[Provided text]

Badges of Motherhood: One Mother's Story about Family, Down syndrome, Hospitals, and Faith is the story of my life as a mother over the last 12 years. If you are a regular here on the blog, you know a little about my life and my children. If you don't, let me fill you in. I am the mother of two children, Jaycee and Elijah. Jaycee has many diagnoses including: Down syndrome, a twice repaired heart defect, Wolff-Parkinson-White syndrome, GERD, asthma, obstructive sleep apnea, and recurrent pneumonia. When she gets a simple cold virus, it attacks her lungs in unpredictable ways. I have been at her side through many hospital admissions and stays in the Intensive Care Unit.

As you can imagine, the events I have lived through as a mother have impacted me spiritually and emotionally. I have had to understand my Christian faith in new ways as I watched my sick child suffer again and again in the hospital. I have had to work through stress, anxiety, and fear from certain diagnoses. When people said or did things that made our situations worse, I have had to choose forgiveness. My book delves into all of these topics.

In Badges of Motherhood, I move the story from one chapter to the next using the concept of badges. The badges represent the especially rewarding and challenging experiences or emotions a mother has with her child. The first chapter in the book is the Delivery Badge, which tells the story of the births of both of my children. Chapter two is the Diagnosis Badge. In this chapter, I recount all of Jaycee's major diagnoses by sharing how they came about, who gave the diagnosis, and how her life and mine changed as a result of them. From there, we move to the Hospital Care Badge where I describe what it's like caring for a child in the hospital.

In all, there are 17 chapters or badges in the book. The most difficult chapter to write was the Intensive Care Unit Badge followed closely by the Miscarriage Badge. The most revealing chapters into my thoughts and emotions can be found in the Faith Badge and the Stress Badge. Not all of the chapters are serious and intense. The Wish Badge describes Jaycee's wonderful experience through Make-A-Wish, and the Child Baptism Badge tells how I successfully prepared Jaycee for baptism at church.

It is true, Badges of Motherhood, is as much about my daughter's story as it is mine, but our lives are connected and intertwined. She is the person experiencing the illness in the hospital bed, and I am the helpless mother wondering how I can help her. I can't imagine how she has felt as she has endured everything in her life, but I do know how I have felt as her mother.

[/Provided text]
[Dataset content]

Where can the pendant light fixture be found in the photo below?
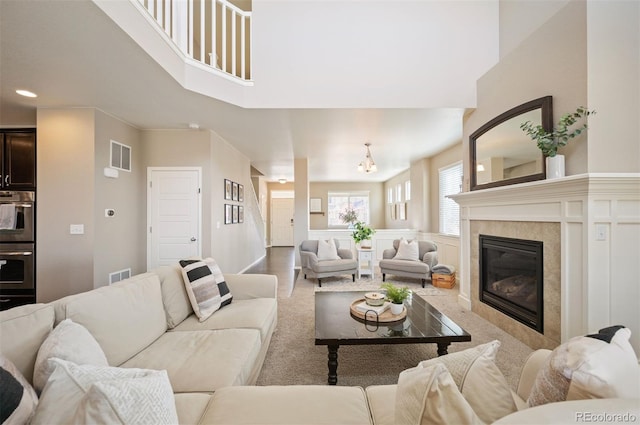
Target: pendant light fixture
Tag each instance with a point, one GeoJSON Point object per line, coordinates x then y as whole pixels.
{"type": "Point", "coordinates": [367, 165]}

[/Dataset content]

(Task instructions)
- a) Using the passage about Badges of Motherhood, mark each statement yes or no and quote the words that decide it: (i) The book contains 17 chapters. (ii) The book opens with the Diagnosis Badge. (iii) The author found the Faith Badge the hardest chapter to write.
- b) Carry on the passage about Badges of Motherhood from its last sentence.
The material is separate from the passage about the book Badges of Motherhood.

(Answers to the exercise)
- a)
(i) Yes: "In all, there are 17 chapters or badges in the book."
(ii) No: "The first chapter in the book is the Delivery Badge."
(iii) No: "The most difficult chapter to write was the Intensive Care Unit Badge followed closely by the Miscarriage Badge."

- b)
I know that many people cannot imagine a mothering experience like mine. But, I am convinced that most mothers have their own badges too that make them who they are. It is my desire that readers can reflect on their own lives and appreciate their own badges. I also hope that Jaycee's miraculous story inspires them in some way.

Badges of Motherhood is only available on Amazon in both an eBook version and a print version. The print version is available right now. The eBook will be available November 2nd, but you can pre-order it today too! There are a few more pictures in the eBook version that aren't in the print version, but all the written content is the same. Just follow this link: BADGES OF MOTHERHOOD
Just for you- here's a look at the book's full introduction:

The signs are all there: you get less sleep, your day is centered around a tiny version of yourself, and you look forward to Mother’s Day. Yes, you are a mother. Maybe motherhood has been everything you have dreamed about. Maybe it was nothing like you thought it would be. Still, you find yourself in this unique, yet timeless, role of a mother.





Motherhood has only one requirement: to have a child. That child may have come through natural means, adoption, or marriage. No matter how the child became yours, a new world has come to you that you may have otherwise not have known so intimately.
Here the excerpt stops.